-- Opening Marker --
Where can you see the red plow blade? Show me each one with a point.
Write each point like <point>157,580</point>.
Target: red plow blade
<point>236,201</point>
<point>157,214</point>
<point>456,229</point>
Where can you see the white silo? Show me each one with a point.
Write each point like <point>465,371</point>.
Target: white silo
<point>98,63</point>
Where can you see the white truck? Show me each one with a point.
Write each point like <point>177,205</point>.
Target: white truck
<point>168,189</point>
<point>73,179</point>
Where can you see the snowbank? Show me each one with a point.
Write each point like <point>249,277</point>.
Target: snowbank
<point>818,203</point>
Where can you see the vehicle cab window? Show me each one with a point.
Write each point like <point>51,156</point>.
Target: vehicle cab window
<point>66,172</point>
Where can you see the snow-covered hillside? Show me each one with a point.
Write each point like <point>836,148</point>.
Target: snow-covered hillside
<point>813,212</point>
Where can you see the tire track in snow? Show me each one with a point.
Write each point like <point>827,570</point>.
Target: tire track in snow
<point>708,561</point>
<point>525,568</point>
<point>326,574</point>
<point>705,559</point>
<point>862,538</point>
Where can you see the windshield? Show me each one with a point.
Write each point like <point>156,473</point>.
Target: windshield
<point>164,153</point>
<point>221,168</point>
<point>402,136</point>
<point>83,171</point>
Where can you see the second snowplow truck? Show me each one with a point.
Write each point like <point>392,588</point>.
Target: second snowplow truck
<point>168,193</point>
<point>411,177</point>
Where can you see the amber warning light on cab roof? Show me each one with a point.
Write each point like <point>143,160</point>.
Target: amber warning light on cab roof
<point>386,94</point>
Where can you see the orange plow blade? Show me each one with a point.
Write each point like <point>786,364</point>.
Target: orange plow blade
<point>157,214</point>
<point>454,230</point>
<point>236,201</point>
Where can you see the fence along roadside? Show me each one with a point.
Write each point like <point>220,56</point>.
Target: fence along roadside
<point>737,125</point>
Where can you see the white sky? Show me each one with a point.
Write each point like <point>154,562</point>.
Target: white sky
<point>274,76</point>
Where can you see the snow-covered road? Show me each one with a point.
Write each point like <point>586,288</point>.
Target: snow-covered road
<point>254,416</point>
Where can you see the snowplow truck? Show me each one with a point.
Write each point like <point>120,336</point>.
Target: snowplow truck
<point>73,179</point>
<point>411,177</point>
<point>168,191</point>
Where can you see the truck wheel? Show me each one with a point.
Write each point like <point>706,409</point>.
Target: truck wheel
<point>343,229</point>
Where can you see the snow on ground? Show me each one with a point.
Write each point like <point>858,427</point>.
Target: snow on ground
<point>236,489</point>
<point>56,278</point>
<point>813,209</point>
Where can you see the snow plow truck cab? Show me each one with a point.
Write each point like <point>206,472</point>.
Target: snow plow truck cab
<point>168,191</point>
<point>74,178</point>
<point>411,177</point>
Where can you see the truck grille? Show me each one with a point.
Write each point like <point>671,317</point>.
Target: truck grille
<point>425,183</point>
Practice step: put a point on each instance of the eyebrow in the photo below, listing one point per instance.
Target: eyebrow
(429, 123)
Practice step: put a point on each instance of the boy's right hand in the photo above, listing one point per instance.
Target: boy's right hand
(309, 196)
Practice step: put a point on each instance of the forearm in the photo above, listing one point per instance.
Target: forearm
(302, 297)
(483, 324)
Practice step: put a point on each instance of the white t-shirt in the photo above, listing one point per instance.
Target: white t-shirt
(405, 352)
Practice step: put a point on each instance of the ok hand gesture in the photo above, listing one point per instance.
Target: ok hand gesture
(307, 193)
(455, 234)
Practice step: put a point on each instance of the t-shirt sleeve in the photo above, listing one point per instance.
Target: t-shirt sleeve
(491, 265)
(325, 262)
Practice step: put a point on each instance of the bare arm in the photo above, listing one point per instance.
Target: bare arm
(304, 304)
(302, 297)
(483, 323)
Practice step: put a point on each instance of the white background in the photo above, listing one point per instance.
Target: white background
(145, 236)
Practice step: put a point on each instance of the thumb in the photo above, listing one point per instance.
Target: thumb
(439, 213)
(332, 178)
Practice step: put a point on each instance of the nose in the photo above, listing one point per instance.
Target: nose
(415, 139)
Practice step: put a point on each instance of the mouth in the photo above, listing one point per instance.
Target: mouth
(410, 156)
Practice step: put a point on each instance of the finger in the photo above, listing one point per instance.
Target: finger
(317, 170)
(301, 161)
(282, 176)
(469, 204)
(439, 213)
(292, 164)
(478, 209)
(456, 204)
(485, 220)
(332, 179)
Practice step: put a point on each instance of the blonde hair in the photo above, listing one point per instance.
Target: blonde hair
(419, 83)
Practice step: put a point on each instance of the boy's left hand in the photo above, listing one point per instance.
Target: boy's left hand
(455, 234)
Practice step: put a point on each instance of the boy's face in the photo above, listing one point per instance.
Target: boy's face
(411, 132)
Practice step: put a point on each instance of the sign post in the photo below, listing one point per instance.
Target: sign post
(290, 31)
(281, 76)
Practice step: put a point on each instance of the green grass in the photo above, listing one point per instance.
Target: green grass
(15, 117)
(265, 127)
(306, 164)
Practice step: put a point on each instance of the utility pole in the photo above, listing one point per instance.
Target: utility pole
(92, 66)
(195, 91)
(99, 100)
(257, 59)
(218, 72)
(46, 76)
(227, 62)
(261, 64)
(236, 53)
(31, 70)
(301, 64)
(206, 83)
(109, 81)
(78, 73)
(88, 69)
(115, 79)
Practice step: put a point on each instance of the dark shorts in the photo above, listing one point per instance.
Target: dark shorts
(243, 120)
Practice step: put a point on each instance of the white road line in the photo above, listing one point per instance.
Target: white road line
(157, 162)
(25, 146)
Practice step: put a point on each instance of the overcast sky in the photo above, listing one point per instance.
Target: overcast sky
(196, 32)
-- Closing Marker --
Whenever a line above includes "below", copy it in full.

Practice step: put a point on each instance of the eyebrow in the photo below, listing one point per instance.
Practice step: put a point on each instance of the sign post in the photo below, listing one point per instance.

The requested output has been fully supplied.